Jan Paynter: Hello. I’m Jan Paynter and I would like to welcome you once again to our program Politics Matters. Today we are so pleased to welcome back to our program Sue Friedman, President and CEO of the Alzheimer’s Association of Central and Western Virginia to discuss recent scientific developments in Alzheimer’s Disease research. Welcome back, Sue.
Sue Friedman: Always a pleasure.
Jan Paynter: Susan Bell Friedman received a BA from Purdue University majoring in Political Science and minoring in Public Relations, Business and Sociology.
She also earned an MS from Indiana State University in Agency Counseling. Sue Friedman became President and CEO of the Alzheimer’s Association in 2007 where, among her many duties, she is spokesperson for the cause overseeing development and educational programming, Helpline, public awareness, community and donor relations and management concerns. Among her awards she garnered the influential Women of Virginia 2011 Award from Virginia Lawyers Weekly and the Leaders Leader Annual Award in 2009 from the Leadership Charlottesville Alumni Association. She was also elected member National Planning Team for leadership meetings for the Alzheimer’s Association in 2009 on which she now serves. In our last conversation with Sue Friedman, amazingly two years ago now in 2013, we discussed among other things the history of Alzheimer’s Disease research, the warning signs and risk factors, the effects on family and caretakers. We also looked at a number of remarkable organizations that aid in management and support. We explored some lifestyle changes which may contribute to keeping our brains healthy as we age. I encourage all of you watching today to go to our website at politicsmatters.org and view this important two part conversation with Sue Friedman. Since our last meeting, a great deal of promising and quite exciting progress is being made nationally and internationally in forming a more thorough understanding of the underlying causes of Alzheimer’s Disease, looking at new imaging technologies as aids in research for slowing, arresting and ultimately finding a cure for this devastating disease. I also thought that it would prove useful today to look at some new directions being considered in drug treatment as well and at some of the more promising studies underway worldwide. We will conclude by looking at recent nonprofit foundation efforts and as always looking politically at legislation enacted or being considered in order to significantly increase funding streams and prioritize the vital quest for cure. Welcome again, Ms. Friedman.
Sue Friedman: Thank you so much, Jan.

ASSIGNMENT: Transcribe word for word the part of the interview transcript that opens with "Jan Paynter: Hello." and closes with "Always a pleasure.".

[Stored dataset items]
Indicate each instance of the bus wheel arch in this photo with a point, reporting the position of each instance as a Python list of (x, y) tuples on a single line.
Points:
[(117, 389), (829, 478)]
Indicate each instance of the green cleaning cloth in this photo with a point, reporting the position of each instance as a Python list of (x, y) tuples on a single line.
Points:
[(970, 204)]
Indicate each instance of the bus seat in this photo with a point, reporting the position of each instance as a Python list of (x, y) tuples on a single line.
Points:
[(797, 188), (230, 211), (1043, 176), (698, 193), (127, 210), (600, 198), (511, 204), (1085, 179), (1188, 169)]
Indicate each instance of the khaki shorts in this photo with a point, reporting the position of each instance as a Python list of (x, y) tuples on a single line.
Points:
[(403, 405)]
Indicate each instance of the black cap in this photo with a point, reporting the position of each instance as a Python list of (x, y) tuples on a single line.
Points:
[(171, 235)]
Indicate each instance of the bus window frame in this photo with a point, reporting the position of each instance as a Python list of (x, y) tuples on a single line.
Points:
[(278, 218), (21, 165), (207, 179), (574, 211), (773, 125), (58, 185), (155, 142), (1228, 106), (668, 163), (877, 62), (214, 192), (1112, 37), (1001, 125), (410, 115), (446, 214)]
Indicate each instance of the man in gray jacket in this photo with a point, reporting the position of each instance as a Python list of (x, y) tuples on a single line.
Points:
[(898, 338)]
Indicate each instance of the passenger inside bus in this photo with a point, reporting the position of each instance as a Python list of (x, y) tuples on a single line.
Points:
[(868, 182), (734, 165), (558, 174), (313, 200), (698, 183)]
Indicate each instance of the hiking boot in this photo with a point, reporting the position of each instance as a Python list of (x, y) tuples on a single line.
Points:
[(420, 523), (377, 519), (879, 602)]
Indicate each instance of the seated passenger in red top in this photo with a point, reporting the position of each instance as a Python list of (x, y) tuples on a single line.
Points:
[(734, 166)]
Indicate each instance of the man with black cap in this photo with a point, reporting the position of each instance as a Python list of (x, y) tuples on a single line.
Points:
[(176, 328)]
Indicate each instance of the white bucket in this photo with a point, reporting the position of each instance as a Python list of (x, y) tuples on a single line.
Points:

TASK RESPONSE:
Jan Paynter: Hello. I’m Jan Paynter and I would like to welcome you once again to our program Politics Matters. Today we are so pleased to welcome back to our program Sue Friedman, President and CEO of the Alzheimer’s Association of Central and Western Virginia to discuss recent scientific developments in Alzheimer’s Disease research. Welcome back, Sue.
Sue Friedman: Always a pleasure.